What this task involves - Every line below that holds the string "pair" should be copied.
++++++++
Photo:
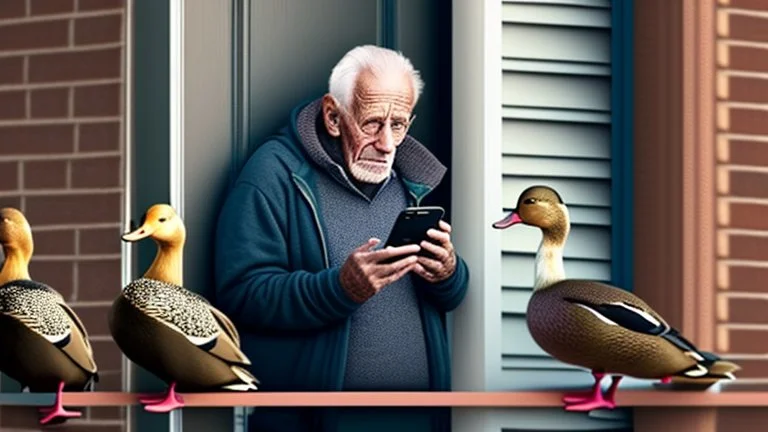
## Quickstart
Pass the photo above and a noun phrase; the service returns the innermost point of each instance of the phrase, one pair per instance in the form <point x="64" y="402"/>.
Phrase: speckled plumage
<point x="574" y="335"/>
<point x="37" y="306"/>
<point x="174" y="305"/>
++++++++
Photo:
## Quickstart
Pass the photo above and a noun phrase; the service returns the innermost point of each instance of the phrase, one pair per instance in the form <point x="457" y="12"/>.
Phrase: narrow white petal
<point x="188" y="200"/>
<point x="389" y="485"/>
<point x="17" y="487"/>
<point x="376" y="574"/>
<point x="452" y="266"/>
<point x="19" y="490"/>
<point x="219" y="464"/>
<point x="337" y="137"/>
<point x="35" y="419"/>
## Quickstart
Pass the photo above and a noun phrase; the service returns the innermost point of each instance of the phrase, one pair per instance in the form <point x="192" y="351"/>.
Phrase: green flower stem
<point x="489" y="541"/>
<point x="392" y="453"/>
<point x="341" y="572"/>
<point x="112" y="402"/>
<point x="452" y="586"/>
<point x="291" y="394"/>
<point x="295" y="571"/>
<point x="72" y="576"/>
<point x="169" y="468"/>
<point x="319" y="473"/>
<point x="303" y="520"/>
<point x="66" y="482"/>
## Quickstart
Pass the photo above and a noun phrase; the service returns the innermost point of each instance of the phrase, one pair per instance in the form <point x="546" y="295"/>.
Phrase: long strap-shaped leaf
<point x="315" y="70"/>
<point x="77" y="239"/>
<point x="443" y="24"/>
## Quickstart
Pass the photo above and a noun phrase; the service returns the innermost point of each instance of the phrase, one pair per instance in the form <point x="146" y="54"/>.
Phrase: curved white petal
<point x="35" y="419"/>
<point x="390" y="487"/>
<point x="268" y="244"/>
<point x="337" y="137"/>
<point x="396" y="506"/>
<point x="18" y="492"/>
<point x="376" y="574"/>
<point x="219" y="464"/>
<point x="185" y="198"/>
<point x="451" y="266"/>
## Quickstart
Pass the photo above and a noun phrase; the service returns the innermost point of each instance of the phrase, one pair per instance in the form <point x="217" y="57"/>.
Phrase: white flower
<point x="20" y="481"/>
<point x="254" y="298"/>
++++++++
Answer below -
Pass the photo above and a noun phrase; the service returns the innermost point of each instance of the phrase, one pair per instance in the form <point x="64" y="402"/>.
Pass the photo above and a noun phrase; the service returns the innermost point of each instance of the phrase, one pair per instance in the form <point x="457" y="12"/>.
Pass the photo above and a noun phrase; the service returns the innermost point of each instance of the phrase, one pair per instance in the form <point x="192" y="351"/>.
Pass the photo above and a noun phrase; the service returns the innermost point of each instance of the phrase, one pair per instance in the form <point x="546" y="295"/>.
Pass the photo above and a noun phrase; the service returns the innermost point of each instance of the phrase, one pair per instance in the form <point x="146" y="54"/>.
Pass the photo above and a noun phrase; the service returns the innermost point of each instance of the phrase, one pair per instance in the form <point x="217" y="57"/>.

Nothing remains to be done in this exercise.